• _ABOUT THIS EXERCISE_
Only the lines from the one containing "the woman in" through the final line of the entries below are wanted, each copied exactly.

(DATASET RECORDS begins)

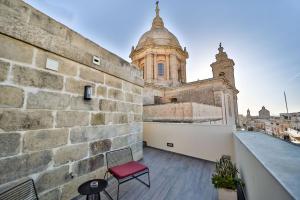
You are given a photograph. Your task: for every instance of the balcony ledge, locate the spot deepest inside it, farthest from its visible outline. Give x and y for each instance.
(281, 159)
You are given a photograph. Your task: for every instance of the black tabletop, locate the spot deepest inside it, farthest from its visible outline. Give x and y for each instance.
(86, 189)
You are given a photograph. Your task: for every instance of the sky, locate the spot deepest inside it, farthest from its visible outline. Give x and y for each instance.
(262, 37)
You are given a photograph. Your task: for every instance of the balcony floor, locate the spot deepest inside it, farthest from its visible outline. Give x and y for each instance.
(173, 176)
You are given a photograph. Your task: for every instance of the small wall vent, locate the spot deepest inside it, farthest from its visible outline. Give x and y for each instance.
(170, 144)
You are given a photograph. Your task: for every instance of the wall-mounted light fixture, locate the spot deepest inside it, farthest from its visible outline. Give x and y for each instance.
(87, 92)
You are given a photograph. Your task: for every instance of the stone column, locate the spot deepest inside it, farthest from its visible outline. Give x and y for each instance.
(183, 71)
(174, 68)
(155, 66)
(168, 66)
(149, 65)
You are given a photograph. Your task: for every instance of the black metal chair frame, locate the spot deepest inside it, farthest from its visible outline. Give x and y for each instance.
(126, 179)
(12, 193)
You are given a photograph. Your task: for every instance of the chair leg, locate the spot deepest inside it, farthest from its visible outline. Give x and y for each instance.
(149, 178)
(118, 190)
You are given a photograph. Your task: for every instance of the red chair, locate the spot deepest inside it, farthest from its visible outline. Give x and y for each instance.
(123, 168)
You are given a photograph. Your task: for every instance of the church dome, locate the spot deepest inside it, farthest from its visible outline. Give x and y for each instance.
(158, 35)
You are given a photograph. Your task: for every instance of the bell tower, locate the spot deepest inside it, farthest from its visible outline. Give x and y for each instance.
(223, 67)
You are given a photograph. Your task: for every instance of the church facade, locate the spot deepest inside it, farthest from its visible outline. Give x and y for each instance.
(163, 62)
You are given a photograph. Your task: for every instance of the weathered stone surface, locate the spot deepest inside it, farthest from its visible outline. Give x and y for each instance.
(136, 128)
(69, 190)
(65, 66)
(98, 119)
(84, 134)
(107, 105)
(115, 94)
(113, 81)
(15, 50)
(100, 146)
(44, 139)
(116, 118)
(88, 165)
(12, 120)
(78, 103)
(138, 109)
(36, 78)
(119, 142)
(70, 153)
(124, 107)
(52, 195)
(101, 91)
(90, 74)
(53, 178)
(11, 97)
(16, 167)
(136, 89)
(129, 87)
(48, 100)
(9, 144)
(128, 97)
(72, 118)
(77, 86)
(55, 37)
(138, 118)
(138, 99)
(137, 147)
(4, 67)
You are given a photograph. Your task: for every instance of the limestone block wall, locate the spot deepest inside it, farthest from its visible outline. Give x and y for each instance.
(182, 112)
(47, 131)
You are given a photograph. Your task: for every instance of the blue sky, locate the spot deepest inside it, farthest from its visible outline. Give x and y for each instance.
(263, 38)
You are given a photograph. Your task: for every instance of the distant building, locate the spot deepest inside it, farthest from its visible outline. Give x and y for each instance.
(293, 118)
(264, 113)
(167, 94)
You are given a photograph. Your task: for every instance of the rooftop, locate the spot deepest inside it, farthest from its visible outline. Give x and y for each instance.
(173, 176)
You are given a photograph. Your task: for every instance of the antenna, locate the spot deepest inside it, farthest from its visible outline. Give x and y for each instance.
(287, 109)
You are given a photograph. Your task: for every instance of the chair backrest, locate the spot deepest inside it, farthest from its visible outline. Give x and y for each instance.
(118, 157)
(23, 191)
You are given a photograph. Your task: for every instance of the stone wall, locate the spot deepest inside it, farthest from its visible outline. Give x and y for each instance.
(47, 131)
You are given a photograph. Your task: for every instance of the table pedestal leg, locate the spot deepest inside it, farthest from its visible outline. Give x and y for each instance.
(93, 197)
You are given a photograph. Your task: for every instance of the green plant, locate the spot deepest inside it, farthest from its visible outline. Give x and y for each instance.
(226, 175)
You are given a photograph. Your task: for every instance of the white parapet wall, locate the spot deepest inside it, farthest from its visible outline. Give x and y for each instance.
(207, 142)
(183, 112)
(268, 166)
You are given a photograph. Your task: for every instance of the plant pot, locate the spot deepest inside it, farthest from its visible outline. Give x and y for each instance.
(226, 194)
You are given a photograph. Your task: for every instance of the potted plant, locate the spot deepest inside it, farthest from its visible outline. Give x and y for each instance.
(226, 179)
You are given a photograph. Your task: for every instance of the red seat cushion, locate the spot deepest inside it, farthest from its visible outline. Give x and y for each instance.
(127, 169)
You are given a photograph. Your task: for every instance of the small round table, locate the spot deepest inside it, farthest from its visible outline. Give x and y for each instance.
(92, 193)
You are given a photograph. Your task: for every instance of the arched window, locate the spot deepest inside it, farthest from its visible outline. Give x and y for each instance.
(161, 69)
(222, 74)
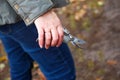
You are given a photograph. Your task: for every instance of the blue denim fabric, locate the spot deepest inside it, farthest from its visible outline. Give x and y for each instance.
(22, 49)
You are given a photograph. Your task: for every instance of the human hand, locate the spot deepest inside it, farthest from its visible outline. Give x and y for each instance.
(50, 31)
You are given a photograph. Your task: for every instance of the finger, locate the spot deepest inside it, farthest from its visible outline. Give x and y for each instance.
(60, 34)
(47, 39)
(54, 37)
(41, 37)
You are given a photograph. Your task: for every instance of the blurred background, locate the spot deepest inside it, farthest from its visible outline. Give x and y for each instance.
(98, 23)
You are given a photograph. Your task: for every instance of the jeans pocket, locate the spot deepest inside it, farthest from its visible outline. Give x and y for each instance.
(54, 56)
(6, 29)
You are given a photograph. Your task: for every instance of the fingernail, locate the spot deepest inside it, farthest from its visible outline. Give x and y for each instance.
(41, 46)
(57, 46)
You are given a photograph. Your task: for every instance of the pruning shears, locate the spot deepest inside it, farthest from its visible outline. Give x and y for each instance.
(74, 40)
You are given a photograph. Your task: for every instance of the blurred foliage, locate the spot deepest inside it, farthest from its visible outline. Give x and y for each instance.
(81, 12)
(80, 16)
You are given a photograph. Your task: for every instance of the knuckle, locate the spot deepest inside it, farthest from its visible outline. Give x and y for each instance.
(55, 39)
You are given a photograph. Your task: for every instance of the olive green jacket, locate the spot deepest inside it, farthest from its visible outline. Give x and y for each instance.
(12, 11)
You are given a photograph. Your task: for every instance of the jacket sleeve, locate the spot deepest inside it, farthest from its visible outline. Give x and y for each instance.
(29, 10)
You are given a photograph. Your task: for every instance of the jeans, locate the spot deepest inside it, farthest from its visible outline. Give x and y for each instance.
(22, 49)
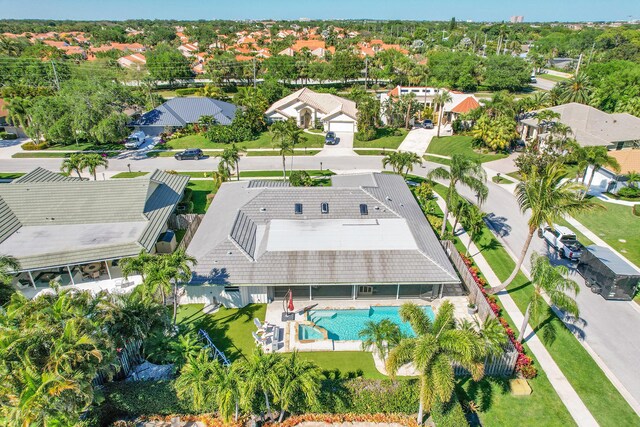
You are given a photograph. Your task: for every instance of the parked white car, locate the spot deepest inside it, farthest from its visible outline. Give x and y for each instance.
(135, 140)
(563, 240)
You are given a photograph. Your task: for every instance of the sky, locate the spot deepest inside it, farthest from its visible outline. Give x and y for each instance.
(476, 10)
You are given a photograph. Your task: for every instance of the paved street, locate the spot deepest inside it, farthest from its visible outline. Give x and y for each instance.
(607, 327)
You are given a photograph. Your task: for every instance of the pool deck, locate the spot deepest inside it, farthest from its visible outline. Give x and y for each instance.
(288, 330)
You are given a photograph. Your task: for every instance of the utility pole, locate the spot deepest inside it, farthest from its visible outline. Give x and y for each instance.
(578, 66)
(55, 74)
(254, 73)
(366, 72)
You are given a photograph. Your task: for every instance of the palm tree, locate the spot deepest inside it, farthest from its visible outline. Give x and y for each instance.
(74, 163)
(383, 336)
(299, 379)
(438, 344)
(259, 373)
(463, 170)
(92, 161)
(597, 157)
(279, 137)
(577, 89)
(549, 198)
(194, 382)
(440, 100)
(473, 222)
(555, 284)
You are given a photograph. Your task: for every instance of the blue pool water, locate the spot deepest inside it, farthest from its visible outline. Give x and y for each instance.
(346, 324)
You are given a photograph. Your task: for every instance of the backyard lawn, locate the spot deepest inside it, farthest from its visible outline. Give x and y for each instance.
(263, 141)
(460, 144)
(384, 139)
(616, 225)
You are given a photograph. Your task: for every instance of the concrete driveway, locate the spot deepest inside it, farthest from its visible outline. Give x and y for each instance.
(417, 141)
(344, 147)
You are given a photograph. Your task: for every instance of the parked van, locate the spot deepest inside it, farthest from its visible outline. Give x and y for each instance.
(135, 140)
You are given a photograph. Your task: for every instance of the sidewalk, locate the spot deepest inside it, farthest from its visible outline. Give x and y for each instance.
(559, 382)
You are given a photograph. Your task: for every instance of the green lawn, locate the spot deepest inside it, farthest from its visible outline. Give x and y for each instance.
(229, 329)
(460, 144)
(435, 159)
(263, 141)
(384, 139)
(129, 174)
(10, 175)
(275, 153)
(201, 188)
(613, 224)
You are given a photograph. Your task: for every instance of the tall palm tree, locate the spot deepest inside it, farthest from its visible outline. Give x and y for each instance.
(466, 171)
(473, 222)
(440, 99)
(280, 140)
(548, 197)
(259, 373)
(299, 379)
(553, 282)
(194, 382)
(74, 163)
(94, 160)
(383, 336)
(438, 344)
(577, 89)
(597, 157)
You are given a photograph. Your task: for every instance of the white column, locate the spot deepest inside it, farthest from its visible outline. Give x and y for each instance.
(33, 282)
(73, 282)
(106, 264)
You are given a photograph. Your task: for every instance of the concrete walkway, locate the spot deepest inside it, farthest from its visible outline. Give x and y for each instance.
(417, 141)
(559, 382)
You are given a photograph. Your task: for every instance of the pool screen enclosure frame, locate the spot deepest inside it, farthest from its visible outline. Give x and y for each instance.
(363, 291)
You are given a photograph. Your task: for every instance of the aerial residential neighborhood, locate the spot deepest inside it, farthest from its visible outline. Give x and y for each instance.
(356, 213)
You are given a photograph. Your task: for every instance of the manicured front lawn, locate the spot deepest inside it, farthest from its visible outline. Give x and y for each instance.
(460, 144)
(263, 141)
(384, 139)
(616, 225)
(230, 329)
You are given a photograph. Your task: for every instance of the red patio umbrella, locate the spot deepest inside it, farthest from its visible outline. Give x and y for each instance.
(290, 306)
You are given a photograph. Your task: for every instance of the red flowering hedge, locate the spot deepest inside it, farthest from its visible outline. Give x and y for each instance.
(524, 364)
(346, 418)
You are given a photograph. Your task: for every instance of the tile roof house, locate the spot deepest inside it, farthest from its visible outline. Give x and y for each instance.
(365, 236)
(51, 222)
(590, 126)
(178, 112)
(311, 108)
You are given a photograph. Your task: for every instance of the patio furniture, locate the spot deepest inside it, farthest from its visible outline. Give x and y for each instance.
(263, 328)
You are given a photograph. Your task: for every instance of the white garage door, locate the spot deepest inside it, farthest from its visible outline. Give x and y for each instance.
(341, 126)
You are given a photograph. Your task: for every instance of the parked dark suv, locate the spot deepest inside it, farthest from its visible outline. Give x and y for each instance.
(191, 153)
(330, 138)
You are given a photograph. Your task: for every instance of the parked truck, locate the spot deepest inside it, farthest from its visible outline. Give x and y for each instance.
(563, 240)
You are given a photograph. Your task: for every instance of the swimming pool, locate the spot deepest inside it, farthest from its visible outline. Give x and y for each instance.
(343, 325)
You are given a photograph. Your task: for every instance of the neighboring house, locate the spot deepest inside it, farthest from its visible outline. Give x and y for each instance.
(461, 103)
(135, 61)
(75, 231)
(310, 109)
(365, 237)
(589, 126)
(178, 112)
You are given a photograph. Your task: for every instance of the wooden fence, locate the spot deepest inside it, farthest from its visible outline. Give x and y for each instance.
(503, 365)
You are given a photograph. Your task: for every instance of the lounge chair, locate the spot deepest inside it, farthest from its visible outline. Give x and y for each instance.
(263, 328)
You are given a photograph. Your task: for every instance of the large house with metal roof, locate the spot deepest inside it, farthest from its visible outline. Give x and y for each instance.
(178, 112)
(364, 237)
(74, 231)
(310, 109)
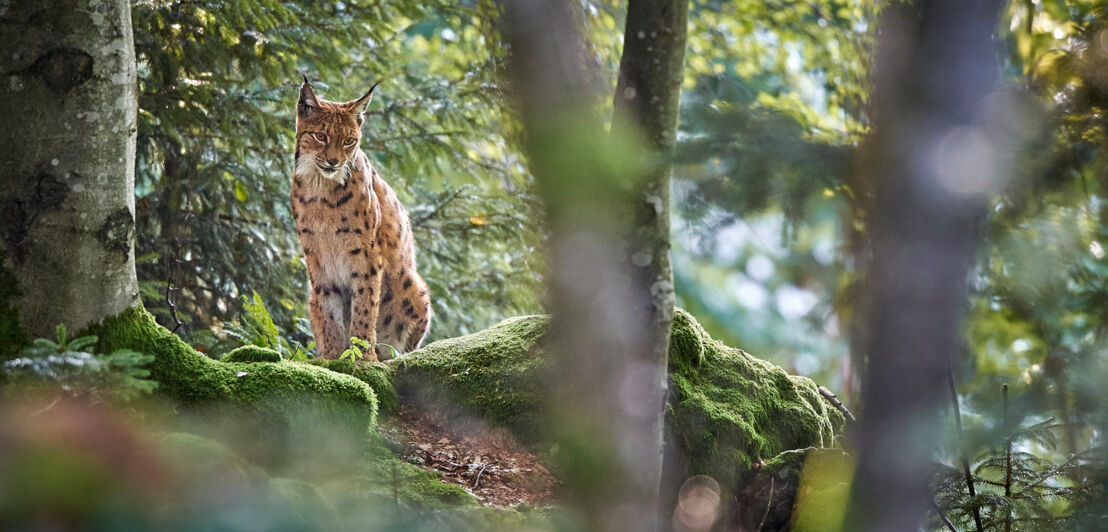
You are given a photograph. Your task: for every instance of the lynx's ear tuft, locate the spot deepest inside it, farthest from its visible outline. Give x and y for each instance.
(308, 103)
(361, 104)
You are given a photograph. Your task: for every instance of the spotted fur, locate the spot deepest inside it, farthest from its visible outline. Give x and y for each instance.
(356, 236)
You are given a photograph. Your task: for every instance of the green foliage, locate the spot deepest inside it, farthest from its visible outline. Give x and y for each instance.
(379, 377)
(354, 353)
(729, 409)
(252, 354)
(293, 402)
(1022, 482)
(255, 327)
(495, 374)
(216, 93)
(72, 366)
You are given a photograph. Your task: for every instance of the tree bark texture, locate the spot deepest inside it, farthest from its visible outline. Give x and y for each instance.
(647, 103)
(611, 283)
(932, 162)
(67, 167)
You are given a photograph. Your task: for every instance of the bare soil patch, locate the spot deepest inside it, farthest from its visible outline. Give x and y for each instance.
(488, 462)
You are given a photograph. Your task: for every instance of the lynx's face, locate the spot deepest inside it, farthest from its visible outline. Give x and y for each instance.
(327, 134)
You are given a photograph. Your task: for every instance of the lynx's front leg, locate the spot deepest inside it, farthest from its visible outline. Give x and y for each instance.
(325, 311)
(366, 297)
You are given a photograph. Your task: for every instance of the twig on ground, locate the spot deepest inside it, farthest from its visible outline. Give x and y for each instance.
(476, 482)
(837, 403)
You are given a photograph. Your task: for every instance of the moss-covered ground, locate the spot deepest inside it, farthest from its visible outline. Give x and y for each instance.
(494, 375)
(378, 376)
(727, 409)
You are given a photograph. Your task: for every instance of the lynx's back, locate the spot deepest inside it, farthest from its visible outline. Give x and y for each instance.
(356, 235)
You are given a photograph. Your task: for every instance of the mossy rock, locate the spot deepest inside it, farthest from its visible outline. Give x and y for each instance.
(728, 409)
(289, 406)
(379, 376)
(494, 375)
(252, 354)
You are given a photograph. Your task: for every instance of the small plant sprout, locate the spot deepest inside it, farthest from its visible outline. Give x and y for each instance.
(354, 353)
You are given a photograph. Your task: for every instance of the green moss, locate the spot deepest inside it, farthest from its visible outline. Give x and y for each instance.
(732, 409)
(252, 354)
(495, 374)
(379, 377)
(393, 479)
(290, 407)
(727, 408)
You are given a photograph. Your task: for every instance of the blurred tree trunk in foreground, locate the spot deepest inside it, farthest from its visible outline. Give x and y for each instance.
(932, 163)
(607, 205)
(67, 170)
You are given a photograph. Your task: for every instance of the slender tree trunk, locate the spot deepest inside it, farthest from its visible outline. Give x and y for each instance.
(647, 103)
(67, 169)
(933, 163)
(611, 283)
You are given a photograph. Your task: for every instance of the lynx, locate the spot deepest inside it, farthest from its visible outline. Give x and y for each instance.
(356, 236)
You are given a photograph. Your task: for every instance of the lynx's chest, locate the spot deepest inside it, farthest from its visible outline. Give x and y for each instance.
(335, 222)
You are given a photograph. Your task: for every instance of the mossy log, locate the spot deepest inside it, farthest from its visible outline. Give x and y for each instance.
(291, 406)
(727, 410)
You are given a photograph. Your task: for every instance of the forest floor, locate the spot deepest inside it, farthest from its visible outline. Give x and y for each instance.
(488, 462)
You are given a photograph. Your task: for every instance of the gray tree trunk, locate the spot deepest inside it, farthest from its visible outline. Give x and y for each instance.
(647, 103)
(932, 161)
(611, 284)
(67, 166)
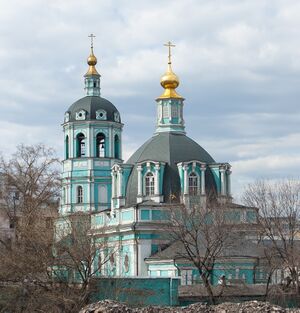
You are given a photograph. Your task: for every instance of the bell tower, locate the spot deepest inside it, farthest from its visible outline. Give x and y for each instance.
(93, 145)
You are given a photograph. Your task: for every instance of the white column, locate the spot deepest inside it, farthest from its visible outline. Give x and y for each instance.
(90, 141)
(113, 184)
(186, 182)
(203, 169)
(222, 174)
(111, 143)
(119, 191)
(139, 169)
(156, 185)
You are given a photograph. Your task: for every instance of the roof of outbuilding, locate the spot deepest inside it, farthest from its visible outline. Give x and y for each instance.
(91, 104)
(239, 246)
(170, 148)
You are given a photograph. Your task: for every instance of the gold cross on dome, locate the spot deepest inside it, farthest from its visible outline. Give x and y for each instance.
(169, 45)
(92, 36)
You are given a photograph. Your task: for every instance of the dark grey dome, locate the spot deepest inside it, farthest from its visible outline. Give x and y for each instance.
(91, 104)
(170, 148)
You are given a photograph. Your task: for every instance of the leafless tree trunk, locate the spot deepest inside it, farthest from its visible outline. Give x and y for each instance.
(204, 233)
(31, 279)
(279, 209)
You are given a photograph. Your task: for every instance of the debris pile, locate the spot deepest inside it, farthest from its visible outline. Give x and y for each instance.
(109, 306)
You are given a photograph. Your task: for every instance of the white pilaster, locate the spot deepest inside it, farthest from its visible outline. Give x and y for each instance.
(119, 190)
(157, 178)
(222, 175)
(203, 169)
(229, 182)
(139, 170)
(111, 142)
(186, 182)
(113, 182)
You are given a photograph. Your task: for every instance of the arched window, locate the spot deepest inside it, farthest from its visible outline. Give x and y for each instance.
(100, 146)
(63, 195)
(117, 147)
(67, 147)
(193, 184)
(80, 145)
(149, 184)
(79, 194)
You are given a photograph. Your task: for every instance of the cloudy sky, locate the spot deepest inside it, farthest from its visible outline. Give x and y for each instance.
(238, 62)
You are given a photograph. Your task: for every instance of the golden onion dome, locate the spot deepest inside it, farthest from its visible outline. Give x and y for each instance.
(92, 61)
(169, 79)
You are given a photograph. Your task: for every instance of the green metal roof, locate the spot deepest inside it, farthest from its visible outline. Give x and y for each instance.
(91, 104)
(170, 148)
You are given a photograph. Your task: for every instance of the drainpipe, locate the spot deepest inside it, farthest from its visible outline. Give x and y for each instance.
(136, 241)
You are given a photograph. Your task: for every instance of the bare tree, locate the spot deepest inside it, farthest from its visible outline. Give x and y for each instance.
(279, 209)
(79, 256)
(34, 265)
(204, 234)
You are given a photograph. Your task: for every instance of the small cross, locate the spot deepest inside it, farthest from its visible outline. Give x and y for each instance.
(92, 36)
(169, 45)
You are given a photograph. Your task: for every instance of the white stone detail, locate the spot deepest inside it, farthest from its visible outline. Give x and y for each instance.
(67, 117)
(80, 115)
(101, 115)
(117, 117)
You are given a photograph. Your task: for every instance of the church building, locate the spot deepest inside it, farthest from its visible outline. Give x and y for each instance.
(127, 202)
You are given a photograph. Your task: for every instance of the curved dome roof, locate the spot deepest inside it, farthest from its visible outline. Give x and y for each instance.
(170, 148)
(91, 104)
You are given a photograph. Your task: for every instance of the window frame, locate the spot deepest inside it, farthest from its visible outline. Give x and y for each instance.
(79, 194)
(149, 181)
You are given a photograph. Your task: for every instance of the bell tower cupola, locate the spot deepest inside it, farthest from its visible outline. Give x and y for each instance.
(170, 103)
(92, 77)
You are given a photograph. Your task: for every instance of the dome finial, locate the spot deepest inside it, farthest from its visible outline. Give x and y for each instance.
(169, 80)
(169, 45)
(92, 60)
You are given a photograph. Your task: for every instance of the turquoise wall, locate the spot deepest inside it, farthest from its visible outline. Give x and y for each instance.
(137, 291)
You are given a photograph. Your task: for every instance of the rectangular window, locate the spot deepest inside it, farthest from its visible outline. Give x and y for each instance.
(165, 111)
(149, 182)
(145, 215)
(79, 194)
(174, 111)
(102, 195)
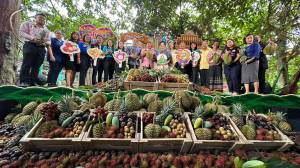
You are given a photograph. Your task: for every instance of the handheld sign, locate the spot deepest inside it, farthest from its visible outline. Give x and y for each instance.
(183, 57)
(120, 57)
(95, 53)
(70, 48)
(162, 59)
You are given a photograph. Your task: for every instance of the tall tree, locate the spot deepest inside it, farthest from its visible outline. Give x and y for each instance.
(8, 41)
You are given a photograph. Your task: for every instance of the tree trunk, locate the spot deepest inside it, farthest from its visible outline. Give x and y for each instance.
(8, 42)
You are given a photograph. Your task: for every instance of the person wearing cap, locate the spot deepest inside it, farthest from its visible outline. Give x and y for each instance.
(56, 61)
(36, 37)
(99, 68)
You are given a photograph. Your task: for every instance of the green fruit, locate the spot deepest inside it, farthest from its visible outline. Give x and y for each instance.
(115, 122)
(254, 164)
(99, 99)
(203, 133)
(197, 123)
(155, 106)
(150, 97)
(210, 109)
(166, 128)
(207, 124)
(113, 105)
(168, 119)
(63, 116)
(109, 118)
(29, 108)
(67, 122)
(132, 102)
(67, 105)
(98, 130)
(152, 131)
(249, 132)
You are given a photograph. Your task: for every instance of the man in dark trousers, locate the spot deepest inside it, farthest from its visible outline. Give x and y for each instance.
(263, 66)
(36, 37)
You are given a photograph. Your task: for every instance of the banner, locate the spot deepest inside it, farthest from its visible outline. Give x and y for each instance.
(93, 31)
(134, 36)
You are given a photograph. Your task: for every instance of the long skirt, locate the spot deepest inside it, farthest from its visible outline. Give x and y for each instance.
(215, 77)
(250, 72)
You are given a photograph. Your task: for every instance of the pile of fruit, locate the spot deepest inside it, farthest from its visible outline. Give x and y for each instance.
(168, 123)
(209, 125)
(175, 78)
(141, 75)
(111, 85)
(63, 119)
(254, 126)
(119, 124)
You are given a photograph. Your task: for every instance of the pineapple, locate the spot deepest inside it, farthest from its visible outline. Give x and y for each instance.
(98, 130)
(203, 133)
(132, 102)
(152, 131)
(237, 115)
(167, 109)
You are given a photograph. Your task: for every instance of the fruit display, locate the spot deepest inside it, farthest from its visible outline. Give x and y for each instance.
(165, 124)
(257, 127)
(175, 78)
(141, 75)
(119, 124)
(111, 85)
(60, 120)
(278, 119)
(212, 126)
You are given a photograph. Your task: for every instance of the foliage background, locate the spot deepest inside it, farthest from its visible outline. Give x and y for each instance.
(210, 19)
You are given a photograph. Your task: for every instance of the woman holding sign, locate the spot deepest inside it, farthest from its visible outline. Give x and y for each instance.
(163, 57)
(120, 58)
(183, 57)
(99, 67)
(73, 62)
(109, 63)
(85, 60)
(148, 56)
(195, 60)
(215, 68)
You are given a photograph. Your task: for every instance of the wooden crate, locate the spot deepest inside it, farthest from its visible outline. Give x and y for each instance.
(279, 145)
(180, 145)
(30, 143)
(175, 86)
(199, 145)
(129, 85)
(90, 143)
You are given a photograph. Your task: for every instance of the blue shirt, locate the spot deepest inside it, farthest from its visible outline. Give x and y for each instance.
(55, 45)
(108, 51)
(83, 47)
(253, 50)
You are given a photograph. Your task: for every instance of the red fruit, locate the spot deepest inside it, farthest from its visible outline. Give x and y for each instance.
(259, 137)
(269, 137)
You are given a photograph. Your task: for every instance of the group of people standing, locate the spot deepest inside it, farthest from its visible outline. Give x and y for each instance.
(206, 71)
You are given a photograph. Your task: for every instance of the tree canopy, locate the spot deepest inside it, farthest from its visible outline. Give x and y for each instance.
(211, 19)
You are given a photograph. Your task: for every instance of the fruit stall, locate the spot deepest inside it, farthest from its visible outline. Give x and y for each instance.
(63, 127)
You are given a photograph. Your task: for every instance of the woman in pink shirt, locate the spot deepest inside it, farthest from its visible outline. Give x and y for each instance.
(148, 56)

(DATASET RECORDS ends)

• _EXERCISE RESULT_
You are given a photograph. Your task: for every instance of the woman in pink shirt, locate the spot deepest inside it, farthest from its visible outline. Give x and y for each instance.
(148, 56)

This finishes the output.